### PROVIDED RECORDS
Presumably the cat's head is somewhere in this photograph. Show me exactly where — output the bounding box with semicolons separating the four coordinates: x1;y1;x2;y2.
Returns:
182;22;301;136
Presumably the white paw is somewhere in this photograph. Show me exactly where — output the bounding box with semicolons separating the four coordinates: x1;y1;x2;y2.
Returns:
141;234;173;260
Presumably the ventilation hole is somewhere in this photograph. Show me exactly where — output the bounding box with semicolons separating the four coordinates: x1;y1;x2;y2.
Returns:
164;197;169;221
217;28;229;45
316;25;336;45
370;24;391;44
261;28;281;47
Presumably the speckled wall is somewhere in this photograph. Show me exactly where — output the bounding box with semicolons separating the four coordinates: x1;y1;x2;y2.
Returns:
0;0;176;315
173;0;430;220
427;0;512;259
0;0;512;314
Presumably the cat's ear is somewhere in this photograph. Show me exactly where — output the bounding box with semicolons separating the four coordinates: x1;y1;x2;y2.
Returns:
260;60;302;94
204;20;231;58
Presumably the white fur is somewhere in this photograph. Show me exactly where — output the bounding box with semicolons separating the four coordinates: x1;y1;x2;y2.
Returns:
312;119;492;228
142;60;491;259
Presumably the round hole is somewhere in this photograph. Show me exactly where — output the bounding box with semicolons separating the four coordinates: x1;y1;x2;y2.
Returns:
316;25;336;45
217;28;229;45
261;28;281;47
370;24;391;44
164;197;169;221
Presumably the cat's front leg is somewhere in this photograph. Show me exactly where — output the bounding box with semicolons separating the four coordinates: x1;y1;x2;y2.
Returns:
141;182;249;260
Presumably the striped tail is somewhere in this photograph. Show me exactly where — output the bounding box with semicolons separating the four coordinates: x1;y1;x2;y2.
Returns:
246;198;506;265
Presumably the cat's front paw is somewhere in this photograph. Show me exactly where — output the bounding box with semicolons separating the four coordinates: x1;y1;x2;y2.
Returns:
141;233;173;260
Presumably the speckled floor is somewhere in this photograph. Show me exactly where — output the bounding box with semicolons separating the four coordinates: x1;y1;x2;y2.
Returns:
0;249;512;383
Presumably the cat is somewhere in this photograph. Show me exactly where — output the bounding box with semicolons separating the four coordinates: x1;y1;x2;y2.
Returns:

### PROBLEM
Reproduce all of the material above, line by line, without changing a single character.

### ANSWER TO THE TASK
Presumably the cat's head is somewhere in this photograph. Show me exactly where — output the bounding box with semicolons separating the four coordinates: x1;y1;x2;y2.
Returns:
182;22;301;136
Presumably the white paw is somewhere in this photograph. Show me exactly where — output the bounding box with semicolons separating the four coordinates: x1;y1;x2;y2.
Returns:
141;234;173;260
Presumably the ventilation hole is somewhere in this photograph. Show me exactly where — output the bounding box with semicolons separating the four coordinates: x1;y1;x2;y2.
Returns:
164;197;169;221
217;28;229;45
316;25;336;45
370;24;391;44
261;28;281;47
Presumably the speckled wall is somewhere in this photograph. Show me exactly where — output the bounding box with semicolons separating the four coordinates: x1;y1;x2;y2.
Returns:
0;0;176;315
173;0;430;220
427;0;512;259
0;0;512;314
Presumably the cat's ear is somewhere in this photograph. Show me exactly where — output the bounding box with semicolons separating the four coordinates: x1;y1;x2;y2.
Returns:
260;60;302;94
204;20;231;58
Presumably the white fur is somewhere in this photograph. Show me exactly where — output the bounding box with semicolons separating the four coordinates: x1;y1;x2;y2.
Returns:
312;119;492;228
142;60;491;259
Presumably the round hole is somewhere in this photograph. Show me exactly where — output the bounding box with semicolons separating the four coordinates: x1;y1;x2;y2.
Returns:
316;25;336;45
217;28;229;45
261;28;281;47
370;24;391;44
164;197;169;221
Presumably the cat's front leg is somewhere in this photograph. Show me exactly where — output the bounding box with semicolons separating the four coordinates: x1;y1;x2;y2.
Returns:
141;182;249;260
Presumably the striped tail is somewhere in this photograph. Show me exactly where — output the bounding box with semicolons separating the four coordinates: x1;y1;x2;y2.
Returns:
246;198;506;265
Presumably the cat's front paw is somewhere in this photograph. Show me exactly where — output the bounding box with semicolons separating the four coordinates: x1;y1;x2;y2.
Returns:
141;233;173;260
Presumably the speckled floor is somewhere in this photograph. Show me exactly where — output the bounding box with semicolons separating the four coordinates: x1;y1;x2;y2.
Returns:
0;249;512;383
Presumably the cat is somewhere in this photograph. Show me exactly where — output the bounding box with semicolons separating the four coordinates: x1;y1;x2;y2.
Returns:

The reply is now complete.